* [TASK INSTRUCTIONS]:
In the records, find each line where "black" occurs, and copy it.

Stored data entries
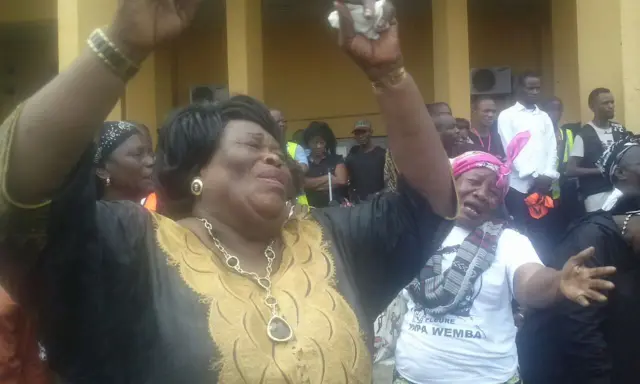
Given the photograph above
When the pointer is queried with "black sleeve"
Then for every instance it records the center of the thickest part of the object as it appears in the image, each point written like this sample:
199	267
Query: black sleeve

* [OUTPUT OF THE TASK]:
When the pointer is queried with "black sleeve"
Query: black sleeve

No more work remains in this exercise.